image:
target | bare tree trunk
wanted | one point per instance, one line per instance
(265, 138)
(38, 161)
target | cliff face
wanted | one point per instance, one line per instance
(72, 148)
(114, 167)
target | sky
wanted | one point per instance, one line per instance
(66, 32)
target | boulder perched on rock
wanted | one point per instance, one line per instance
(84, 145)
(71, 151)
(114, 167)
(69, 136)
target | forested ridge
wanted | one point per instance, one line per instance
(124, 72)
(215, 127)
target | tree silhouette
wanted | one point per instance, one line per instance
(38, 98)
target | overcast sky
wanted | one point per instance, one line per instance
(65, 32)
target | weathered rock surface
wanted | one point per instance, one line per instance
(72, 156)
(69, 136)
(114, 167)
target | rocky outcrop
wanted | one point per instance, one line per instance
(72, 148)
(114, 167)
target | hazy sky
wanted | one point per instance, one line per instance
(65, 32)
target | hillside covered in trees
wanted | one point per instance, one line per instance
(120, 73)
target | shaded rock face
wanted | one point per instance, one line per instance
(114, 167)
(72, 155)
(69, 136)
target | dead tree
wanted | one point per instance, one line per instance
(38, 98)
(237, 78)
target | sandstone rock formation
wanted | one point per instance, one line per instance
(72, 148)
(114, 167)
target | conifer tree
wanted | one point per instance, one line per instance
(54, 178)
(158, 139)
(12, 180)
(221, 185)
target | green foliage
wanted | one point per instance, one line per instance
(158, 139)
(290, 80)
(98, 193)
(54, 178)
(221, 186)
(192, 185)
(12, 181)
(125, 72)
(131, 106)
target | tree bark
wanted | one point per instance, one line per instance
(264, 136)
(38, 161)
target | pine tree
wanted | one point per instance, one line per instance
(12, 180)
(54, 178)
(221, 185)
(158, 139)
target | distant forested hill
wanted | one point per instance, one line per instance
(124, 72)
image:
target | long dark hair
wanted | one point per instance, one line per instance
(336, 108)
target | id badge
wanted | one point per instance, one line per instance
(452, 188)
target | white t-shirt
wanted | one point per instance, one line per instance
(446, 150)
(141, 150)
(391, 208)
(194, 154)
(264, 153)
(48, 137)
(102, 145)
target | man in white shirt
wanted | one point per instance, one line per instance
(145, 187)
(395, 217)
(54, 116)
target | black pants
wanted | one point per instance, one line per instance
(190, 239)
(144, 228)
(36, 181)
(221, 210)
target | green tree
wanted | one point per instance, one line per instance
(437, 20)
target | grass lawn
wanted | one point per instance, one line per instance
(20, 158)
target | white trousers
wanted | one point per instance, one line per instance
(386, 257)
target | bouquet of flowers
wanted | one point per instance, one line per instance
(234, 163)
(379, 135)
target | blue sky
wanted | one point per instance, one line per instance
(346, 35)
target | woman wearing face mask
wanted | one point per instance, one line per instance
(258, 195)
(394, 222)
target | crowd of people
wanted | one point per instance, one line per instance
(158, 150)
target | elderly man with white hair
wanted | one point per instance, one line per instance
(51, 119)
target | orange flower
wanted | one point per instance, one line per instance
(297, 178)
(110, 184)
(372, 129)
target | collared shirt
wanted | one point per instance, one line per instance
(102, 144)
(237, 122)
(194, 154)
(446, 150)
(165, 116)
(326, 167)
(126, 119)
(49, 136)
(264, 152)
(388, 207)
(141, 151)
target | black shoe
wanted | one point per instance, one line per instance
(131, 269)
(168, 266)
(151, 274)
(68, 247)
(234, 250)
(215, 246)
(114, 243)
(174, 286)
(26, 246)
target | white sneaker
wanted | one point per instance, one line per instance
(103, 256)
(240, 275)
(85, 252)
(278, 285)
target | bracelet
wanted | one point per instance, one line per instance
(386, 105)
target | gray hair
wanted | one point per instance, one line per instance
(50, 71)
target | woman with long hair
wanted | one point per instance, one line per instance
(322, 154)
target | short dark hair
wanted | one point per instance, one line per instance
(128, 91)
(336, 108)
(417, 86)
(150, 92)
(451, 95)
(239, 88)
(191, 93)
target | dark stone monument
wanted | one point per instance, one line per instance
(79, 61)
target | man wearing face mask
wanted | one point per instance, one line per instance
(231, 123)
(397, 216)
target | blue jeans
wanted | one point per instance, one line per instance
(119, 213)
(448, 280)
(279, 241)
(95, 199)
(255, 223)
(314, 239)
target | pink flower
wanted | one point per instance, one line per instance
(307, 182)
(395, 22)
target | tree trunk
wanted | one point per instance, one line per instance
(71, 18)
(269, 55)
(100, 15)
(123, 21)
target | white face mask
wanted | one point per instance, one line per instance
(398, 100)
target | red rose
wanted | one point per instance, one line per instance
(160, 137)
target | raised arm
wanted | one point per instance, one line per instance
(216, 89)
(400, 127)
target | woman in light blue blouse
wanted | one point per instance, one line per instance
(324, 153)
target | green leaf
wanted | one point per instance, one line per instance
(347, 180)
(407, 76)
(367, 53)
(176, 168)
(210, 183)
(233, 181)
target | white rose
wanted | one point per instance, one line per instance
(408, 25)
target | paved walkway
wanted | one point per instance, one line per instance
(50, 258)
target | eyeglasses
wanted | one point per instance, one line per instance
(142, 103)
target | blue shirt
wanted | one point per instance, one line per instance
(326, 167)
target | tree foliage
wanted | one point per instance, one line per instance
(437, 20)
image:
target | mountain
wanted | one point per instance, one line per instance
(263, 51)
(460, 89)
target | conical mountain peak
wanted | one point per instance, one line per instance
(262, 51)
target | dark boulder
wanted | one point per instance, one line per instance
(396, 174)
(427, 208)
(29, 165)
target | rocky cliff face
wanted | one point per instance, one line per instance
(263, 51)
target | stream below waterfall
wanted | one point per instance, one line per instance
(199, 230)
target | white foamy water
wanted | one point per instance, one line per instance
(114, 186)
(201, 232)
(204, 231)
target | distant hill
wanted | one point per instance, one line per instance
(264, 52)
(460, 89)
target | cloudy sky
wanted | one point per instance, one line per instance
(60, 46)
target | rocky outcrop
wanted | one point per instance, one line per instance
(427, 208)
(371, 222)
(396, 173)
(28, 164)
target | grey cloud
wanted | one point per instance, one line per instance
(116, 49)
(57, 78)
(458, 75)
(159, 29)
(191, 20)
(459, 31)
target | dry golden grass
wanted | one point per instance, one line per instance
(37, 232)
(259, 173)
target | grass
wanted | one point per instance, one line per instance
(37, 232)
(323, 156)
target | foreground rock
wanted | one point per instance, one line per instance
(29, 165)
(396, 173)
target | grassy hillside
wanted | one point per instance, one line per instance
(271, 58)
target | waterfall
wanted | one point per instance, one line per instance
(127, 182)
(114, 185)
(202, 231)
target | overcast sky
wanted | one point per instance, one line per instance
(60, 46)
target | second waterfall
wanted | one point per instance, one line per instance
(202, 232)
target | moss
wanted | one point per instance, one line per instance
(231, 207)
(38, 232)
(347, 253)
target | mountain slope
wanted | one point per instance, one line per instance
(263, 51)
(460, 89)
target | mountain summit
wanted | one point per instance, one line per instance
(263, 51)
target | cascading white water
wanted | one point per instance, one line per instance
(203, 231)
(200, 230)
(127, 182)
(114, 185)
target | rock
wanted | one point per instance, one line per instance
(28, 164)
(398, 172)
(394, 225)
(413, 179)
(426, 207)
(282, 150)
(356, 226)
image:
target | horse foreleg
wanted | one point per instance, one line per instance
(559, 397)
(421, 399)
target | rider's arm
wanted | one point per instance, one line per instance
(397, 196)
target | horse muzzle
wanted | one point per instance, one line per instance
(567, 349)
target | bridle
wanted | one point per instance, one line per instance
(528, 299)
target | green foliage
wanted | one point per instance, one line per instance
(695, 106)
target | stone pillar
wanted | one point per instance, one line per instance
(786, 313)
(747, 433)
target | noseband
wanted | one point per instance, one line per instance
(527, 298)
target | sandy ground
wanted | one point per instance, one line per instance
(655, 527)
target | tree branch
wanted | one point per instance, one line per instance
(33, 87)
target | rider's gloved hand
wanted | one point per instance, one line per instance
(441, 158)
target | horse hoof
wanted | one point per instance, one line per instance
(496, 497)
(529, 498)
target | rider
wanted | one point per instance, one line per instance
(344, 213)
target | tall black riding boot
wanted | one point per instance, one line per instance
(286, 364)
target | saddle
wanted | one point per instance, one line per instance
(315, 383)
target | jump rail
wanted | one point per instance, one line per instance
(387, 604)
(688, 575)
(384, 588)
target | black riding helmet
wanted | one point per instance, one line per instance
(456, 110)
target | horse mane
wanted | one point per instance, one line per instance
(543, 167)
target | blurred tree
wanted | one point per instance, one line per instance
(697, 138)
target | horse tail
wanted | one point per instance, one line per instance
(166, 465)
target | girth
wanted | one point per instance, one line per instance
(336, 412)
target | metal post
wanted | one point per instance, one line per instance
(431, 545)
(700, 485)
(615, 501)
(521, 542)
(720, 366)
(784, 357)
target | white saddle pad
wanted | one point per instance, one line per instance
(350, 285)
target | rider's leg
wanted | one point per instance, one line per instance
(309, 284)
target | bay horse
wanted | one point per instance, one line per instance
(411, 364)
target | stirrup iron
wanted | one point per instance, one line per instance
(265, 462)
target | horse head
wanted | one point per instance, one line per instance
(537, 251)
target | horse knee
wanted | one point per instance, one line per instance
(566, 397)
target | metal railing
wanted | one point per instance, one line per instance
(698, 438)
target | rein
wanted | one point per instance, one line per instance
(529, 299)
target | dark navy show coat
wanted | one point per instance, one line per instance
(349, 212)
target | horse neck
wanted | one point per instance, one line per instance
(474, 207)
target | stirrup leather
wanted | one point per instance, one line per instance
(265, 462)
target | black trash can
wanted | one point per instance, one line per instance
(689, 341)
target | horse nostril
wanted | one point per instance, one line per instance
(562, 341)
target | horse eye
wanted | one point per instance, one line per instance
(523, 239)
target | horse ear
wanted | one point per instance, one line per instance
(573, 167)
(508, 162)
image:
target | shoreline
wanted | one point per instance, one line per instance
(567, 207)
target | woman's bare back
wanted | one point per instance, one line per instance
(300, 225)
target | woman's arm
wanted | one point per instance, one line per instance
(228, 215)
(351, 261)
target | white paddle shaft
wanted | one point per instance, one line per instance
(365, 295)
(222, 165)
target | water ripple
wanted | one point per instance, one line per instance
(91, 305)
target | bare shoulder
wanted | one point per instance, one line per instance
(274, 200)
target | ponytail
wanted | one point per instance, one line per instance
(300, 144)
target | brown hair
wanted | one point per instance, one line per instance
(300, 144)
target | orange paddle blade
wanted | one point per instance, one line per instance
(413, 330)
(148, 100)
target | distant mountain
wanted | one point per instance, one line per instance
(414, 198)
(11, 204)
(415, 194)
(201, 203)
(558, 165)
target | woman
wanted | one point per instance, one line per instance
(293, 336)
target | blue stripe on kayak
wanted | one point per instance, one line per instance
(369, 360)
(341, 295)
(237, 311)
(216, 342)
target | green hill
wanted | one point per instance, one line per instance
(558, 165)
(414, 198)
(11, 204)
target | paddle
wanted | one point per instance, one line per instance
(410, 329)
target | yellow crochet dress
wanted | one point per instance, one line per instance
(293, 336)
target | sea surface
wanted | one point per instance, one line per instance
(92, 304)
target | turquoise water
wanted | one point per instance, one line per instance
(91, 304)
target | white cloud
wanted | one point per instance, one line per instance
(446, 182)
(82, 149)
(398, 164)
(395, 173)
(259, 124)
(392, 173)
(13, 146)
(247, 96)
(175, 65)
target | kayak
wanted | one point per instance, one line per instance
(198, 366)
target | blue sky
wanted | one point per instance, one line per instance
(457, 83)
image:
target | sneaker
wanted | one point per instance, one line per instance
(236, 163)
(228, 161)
——————
> [The task]:
Look above for the line holding "target | woman wearing face mask", then set down exactly that line and every line after it up to and including the line holding "target | bracelet", with nothing else.

> [Solution to this exercise]:
target | woman wearing face mask
wanted | one point per instance, one line per instance
(258, 195)
(394, 222)
target | crowd of people
wanted | one point per instance, one line per instance
(158, 150)
target | elderly man with white hair
wanted | one point per instance, one line per instance
(51, 119)
target | orange flower
wanted | one point per instance, one line per instance
(297, 178)
(110, 184)
(372, 129)
target | collared shirt
wanted | one point per instance, one line per instance
(102, 144)
(237, 122)
(194, 154)
(446, 150)
(165, 116)
(326, 167)
(126, 119)
(49, 136)
(264, 152)
(388, 207)
(141, 151)
target | black shoe
wanted | one point per instance, one line per instance
(131, 269)
(168, 266)
(151, 274)
(68, 247)
(234, 250)
(215, 246)
(114, 243)
(174, 286)
(26, 246)
target | white sneaker
wanted | one point per instance, one line per instance
(103, 256)
(240, 275)
(85, 252)
(278, 285)
target | bracelet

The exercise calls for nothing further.